EXERCISE BRIEF: Find the lines below that contain the string "sauce". Copy each one.

INPUT DATA:
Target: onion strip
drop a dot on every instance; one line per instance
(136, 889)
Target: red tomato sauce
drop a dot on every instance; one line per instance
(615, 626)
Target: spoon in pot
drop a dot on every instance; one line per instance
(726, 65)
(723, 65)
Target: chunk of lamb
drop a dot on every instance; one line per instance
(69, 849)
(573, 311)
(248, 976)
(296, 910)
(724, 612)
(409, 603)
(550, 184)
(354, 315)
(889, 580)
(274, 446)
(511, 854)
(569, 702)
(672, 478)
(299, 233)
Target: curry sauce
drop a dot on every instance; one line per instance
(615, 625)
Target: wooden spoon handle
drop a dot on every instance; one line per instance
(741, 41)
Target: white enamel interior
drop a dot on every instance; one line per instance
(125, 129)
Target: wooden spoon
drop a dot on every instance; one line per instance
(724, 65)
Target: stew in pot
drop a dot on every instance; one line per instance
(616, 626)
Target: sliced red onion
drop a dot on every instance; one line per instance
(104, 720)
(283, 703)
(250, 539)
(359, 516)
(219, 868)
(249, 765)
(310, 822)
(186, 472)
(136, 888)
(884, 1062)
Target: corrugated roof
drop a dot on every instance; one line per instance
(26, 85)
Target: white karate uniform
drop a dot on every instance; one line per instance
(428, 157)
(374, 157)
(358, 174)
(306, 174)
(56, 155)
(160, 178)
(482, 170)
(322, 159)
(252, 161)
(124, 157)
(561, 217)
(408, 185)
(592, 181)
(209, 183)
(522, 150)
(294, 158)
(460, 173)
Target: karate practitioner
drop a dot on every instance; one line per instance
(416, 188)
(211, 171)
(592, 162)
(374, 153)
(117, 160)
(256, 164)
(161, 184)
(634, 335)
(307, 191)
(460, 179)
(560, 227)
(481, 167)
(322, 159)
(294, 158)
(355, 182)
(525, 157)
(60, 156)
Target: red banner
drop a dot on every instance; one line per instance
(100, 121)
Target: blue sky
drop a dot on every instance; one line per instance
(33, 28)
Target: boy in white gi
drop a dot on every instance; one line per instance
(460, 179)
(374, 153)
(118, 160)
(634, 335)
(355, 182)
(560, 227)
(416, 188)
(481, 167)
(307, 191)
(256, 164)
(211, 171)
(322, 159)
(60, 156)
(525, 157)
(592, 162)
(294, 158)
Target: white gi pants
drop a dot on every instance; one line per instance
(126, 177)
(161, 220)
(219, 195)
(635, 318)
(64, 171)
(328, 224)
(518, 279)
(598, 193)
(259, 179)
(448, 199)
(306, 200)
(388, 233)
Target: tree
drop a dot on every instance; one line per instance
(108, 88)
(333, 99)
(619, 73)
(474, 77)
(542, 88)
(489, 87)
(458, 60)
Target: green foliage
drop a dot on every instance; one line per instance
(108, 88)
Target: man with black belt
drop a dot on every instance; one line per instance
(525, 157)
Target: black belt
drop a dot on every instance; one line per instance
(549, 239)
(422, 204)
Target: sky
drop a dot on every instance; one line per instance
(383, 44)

ANSWER SECTION:
Target: red tomato sauce
Target: curry sauce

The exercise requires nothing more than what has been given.